[Exercise goal]:
Return, word for word, the stretch of the entries below from the line containing "each like [171,178]." through the very end, both ends included, and nothing else.

[Entries from a dataset]:
------------------------------------------------

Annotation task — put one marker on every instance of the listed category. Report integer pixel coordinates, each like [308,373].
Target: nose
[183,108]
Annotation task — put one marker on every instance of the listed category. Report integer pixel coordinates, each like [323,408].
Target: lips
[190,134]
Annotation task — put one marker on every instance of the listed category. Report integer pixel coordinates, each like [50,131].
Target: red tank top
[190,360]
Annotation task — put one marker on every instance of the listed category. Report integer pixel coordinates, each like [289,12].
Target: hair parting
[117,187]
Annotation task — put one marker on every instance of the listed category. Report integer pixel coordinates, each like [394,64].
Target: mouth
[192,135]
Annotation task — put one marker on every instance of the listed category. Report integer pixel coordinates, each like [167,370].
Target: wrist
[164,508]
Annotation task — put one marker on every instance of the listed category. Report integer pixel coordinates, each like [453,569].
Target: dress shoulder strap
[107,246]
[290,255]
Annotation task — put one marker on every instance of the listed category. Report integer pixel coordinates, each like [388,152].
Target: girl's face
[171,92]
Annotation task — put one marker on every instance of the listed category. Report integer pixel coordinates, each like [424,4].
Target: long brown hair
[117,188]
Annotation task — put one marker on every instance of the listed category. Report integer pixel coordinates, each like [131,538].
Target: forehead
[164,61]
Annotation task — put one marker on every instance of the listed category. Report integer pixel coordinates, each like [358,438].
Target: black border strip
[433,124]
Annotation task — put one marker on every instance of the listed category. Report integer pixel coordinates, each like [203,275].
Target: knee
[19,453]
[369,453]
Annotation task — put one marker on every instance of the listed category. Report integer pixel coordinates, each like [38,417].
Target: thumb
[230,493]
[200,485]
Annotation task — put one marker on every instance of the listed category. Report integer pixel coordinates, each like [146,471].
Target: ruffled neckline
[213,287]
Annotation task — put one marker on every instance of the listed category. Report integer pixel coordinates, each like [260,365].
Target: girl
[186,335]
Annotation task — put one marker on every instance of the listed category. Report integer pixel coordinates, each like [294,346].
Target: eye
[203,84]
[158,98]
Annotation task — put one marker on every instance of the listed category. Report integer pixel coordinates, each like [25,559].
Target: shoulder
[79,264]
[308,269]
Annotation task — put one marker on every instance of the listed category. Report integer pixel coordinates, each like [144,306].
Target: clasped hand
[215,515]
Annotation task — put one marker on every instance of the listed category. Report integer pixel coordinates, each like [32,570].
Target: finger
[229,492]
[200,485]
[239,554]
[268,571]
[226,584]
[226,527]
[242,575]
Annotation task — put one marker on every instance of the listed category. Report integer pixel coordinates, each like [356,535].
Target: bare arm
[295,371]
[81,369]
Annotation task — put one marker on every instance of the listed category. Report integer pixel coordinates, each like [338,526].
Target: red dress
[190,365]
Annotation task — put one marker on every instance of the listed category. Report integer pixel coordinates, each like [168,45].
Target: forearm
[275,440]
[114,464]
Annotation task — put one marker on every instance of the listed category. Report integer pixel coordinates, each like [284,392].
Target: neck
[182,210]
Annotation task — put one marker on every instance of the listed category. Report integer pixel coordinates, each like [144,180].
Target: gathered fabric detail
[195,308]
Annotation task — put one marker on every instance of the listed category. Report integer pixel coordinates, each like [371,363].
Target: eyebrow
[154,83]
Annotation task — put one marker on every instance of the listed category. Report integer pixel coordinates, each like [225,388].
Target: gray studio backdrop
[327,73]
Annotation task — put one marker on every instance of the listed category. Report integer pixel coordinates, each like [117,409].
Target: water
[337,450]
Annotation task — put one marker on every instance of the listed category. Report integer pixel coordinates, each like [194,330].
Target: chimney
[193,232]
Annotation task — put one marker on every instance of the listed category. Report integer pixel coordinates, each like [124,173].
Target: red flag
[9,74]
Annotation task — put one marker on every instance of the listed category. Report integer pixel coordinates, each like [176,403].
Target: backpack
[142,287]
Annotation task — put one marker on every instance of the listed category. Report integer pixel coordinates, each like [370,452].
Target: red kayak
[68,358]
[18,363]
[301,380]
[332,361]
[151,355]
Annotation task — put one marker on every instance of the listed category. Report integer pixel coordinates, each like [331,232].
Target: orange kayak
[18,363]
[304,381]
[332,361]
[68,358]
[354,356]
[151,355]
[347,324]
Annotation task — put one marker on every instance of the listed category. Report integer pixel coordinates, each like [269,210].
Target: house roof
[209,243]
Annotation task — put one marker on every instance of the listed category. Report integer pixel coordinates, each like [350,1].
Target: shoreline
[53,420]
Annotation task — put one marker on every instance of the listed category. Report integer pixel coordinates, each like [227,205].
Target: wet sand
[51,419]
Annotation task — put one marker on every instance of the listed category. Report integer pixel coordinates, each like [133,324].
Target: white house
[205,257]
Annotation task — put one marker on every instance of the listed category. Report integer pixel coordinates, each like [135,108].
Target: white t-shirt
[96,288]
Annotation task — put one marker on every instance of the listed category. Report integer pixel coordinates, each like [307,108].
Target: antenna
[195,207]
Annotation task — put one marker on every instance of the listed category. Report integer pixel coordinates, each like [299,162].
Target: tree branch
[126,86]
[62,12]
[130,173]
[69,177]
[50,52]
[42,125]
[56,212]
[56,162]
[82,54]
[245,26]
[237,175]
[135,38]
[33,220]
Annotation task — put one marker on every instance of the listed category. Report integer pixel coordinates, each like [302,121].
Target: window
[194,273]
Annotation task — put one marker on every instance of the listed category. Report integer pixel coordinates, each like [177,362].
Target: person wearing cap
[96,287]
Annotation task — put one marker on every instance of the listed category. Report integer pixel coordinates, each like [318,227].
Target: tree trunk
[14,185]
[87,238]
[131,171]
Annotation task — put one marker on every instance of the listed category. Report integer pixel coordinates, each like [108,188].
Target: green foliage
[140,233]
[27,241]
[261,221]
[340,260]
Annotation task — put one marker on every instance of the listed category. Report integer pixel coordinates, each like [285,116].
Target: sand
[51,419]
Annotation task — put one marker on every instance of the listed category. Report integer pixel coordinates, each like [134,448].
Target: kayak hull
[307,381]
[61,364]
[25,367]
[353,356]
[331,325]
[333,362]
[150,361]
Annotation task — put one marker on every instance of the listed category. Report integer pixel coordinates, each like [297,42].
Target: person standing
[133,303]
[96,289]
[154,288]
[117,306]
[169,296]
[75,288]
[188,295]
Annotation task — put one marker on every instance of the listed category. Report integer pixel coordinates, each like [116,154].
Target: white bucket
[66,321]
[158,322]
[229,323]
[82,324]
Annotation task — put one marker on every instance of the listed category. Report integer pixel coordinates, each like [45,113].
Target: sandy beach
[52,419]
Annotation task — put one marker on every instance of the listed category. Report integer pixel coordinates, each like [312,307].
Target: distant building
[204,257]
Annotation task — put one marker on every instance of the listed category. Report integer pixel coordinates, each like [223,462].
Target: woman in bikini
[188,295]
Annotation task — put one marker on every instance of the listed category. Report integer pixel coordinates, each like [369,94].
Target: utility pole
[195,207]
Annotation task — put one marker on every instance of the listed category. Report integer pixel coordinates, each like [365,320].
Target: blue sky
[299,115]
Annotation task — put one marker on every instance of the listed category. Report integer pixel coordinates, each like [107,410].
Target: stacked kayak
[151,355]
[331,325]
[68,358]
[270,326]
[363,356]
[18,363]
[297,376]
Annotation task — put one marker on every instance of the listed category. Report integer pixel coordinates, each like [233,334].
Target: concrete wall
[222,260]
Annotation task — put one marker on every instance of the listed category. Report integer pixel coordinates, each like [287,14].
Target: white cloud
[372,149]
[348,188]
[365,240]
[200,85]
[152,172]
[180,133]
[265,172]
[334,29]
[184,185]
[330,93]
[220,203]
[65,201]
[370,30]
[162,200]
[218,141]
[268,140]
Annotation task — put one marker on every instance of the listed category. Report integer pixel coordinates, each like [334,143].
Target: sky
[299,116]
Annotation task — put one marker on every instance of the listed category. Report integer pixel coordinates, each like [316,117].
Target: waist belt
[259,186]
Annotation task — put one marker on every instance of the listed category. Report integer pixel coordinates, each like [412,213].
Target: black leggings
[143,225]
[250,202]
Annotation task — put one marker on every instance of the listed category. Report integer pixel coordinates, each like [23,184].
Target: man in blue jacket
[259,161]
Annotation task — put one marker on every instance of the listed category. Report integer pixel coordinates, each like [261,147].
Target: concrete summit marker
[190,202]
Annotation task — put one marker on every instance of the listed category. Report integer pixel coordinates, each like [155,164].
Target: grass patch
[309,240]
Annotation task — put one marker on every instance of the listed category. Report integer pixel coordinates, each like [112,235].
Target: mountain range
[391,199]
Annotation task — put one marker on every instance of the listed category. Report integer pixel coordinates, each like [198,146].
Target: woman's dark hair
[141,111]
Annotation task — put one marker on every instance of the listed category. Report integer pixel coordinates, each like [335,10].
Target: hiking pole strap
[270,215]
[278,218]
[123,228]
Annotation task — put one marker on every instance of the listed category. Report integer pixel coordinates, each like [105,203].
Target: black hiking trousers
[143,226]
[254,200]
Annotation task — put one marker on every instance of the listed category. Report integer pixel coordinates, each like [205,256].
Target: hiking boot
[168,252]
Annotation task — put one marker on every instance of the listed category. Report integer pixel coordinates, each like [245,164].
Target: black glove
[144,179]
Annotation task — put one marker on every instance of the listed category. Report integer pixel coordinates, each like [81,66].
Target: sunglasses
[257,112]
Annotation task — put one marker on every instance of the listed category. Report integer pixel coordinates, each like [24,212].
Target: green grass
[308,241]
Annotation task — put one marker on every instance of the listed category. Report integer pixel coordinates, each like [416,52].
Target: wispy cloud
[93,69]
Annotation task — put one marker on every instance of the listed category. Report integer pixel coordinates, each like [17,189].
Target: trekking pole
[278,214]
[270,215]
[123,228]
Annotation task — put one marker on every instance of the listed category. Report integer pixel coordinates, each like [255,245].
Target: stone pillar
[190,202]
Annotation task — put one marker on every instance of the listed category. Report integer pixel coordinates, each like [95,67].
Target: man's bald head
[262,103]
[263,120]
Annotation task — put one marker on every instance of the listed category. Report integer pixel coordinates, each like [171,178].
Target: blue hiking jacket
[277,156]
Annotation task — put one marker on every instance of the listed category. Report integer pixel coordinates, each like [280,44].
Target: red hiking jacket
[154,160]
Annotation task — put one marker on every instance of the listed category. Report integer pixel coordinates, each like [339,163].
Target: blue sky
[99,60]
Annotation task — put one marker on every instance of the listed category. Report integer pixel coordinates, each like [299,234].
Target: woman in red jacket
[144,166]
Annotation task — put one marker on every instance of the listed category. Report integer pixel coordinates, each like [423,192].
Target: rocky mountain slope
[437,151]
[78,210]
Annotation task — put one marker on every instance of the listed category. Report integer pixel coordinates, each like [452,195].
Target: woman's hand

------------------------------------------------

[Completed task]:
Annotation task — put one marker on every instance of the listed category. Report integer pixel coordinates, each like [171,178].
Target: blue hiking jacket
[277,156]
Annotation task — put one marker on every instance of the listed category. Report integer pixel coordinates, each like [280,44].
Target: red hiking jacket
[154,160]
Annotation task — put one marker on every instance of the listed category. Report integer pixel coordinates, each like [339,163].
Target: blue sky
[99,60]
Annotation task — put one marker on every instance of the listed category. Report integer pixel coordinates, each like [299,234].
Target: woman in red jacket
[144,166]
Annotation task — put one marker on every instance of the listed category. Report integer pixel coordinates, each like [423,192].
Target: rocky mountain slope
[437,151]
[78,210]
Annotation task — put one marker on every instance of the listed category. Report integer pixel coordinates, each like [452,195].
Target: woman's hand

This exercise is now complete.